+++ READING PASSAGE +++

Counterterrorism is not limited to the Ministry of Interior or the security branches; citizens are aware that they are partners in protecting their nations against terrorism, including through countering terror financing that is masked as charitable or humanitarian aid but in reality is used to fund arms transfers and terrorist activity.
In the GCC’s forty-year history, its past experiences have taught the citizens of the Gulf that political stability does not dispense with the need for firm and resolute rule, and the wisdom of stability is vigilance. At their core, states and homelands are only safeguarded by citizens, and statesmen must be capable of differentiating between just and unjust actions using a country’s norms and laws, with the end goal of a strong, stable, and just society.
Recent events in Kuwait have underscored the importance of this mission, and therefore the need for Kuwaitis to keep a watchful, vigilant eye and to closely follow current affairs. For good or ill, the Gulf region is in the midst of rapid changes that open the doors to many possibilities; some of these possibilities could jeopardize the stability of the region, and undermine the security frameworks that were made by the GCC states, which, aided by their strategic location and abundant natural resources, gave them a role in the region and the ability to influence Middle Eastern discourse.

+++

In the passage on Gulf security, what does the terror financing that citizens help counter pose as?

+++ SUPPLIED RECORDS +++

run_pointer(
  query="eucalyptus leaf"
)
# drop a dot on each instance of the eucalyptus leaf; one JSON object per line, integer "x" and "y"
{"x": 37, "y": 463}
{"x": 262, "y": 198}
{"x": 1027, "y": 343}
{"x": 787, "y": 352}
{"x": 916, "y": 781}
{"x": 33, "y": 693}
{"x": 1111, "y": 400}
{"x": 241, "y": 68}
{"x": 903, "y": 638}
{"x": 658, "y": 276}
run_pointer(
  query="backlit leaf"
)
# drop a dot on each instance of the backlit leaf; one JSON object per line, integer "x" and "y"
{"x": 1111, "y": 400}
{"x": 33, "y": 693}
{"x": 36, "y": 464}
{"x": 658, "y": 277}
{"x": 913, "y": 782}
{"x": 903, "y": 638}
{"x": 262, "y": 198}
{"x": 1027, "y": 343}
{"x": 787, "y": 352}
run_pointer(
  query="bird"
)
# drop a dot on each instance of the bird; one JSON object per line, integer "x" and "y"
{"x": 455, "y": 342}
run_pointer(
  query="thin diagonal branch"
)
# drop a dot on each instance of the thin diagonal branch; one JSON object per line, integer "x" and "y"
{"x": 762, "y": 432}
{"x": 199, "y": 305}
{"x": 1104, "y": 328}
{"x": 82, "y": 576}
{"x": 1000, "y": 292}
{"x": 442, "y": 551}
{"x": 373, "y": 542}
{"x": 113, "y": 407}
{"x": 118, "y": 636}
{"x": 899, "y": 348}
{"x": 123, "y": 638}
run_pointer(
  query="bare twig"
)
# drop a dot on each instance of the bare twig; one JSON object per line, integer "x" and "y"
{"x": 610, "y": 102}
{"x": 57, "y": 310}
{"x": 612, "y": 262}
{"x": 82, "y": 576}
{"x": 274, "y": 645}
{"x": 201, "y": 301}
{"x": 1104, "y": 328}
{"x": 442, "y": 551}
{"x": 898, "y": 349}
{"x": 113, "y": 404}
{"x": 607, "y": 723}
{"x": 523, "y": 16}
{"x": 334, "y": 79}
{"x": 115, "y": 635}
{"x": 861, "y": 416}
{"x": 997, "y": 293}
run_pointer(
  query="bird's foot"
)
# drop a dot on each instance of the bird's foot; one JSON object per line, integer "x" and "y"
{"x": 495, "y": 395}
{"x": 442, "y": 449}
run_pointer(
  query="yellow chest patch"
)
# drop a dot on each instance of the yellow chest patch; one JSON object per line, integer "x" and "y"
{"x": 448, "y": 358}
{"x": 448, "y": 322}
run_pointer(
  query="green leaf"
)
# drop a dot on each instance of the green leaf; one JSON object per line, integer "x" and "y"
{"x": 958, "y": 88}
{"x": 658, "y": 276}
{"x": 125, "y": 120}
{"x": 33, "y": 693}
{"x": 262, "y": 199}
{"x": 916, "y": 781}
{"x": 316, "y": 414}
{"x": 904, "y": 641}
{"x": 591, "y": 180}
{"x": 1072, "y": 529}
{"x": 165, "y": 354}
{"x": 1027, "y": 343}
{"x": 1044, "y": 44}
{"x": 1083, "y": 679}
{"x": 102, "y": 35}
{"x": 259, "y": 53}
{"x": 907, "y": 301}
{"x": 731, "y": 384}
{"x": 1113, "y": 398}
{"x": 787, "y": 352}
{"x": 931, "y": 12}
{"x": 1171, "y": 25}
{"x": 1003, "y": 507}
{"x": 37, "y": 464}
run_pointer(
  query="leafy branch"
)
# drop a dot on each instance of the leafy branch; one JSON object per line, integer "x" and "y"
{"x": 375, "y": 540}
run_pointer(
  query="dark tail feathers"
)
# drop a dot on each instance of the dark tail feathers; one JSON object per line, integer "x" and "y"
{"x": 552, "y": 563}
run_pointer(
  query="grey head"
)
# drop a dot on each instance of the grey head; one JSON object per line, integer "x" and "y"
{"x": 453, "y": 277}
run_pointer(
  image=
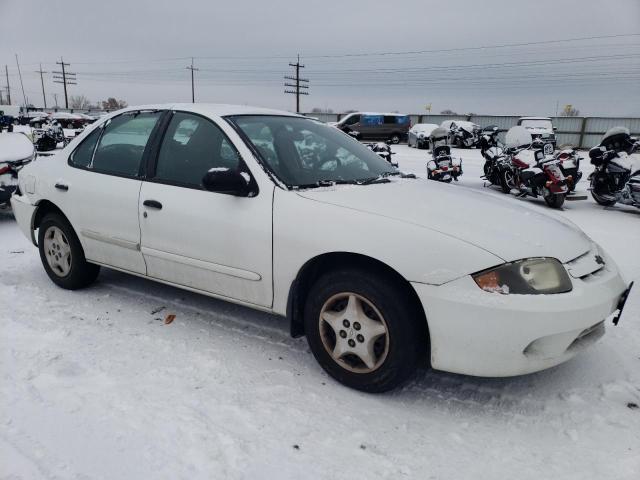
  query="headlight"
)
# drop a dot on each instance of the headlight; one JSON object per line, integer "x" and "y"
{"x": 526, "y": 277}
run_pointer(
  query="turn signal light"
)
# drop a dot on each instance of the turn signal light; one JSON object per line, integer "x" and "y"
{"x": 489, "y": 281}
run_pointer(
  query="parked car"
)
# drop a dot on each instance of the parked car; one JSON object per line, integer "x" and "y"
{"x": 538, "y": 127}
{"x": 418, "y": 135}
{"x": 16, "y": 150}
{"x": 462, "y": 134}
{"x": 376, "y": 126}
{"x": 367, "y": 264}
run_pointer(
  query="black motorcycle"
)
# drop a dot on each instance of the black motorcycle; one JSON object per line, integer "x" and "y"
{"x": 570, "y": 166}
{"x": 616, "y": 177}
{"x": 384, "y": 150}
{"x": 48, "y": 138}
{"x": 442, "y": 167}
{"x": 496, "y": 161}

+++

◆ **RESPONSE BELOW**
Charitable or humanitarian aid.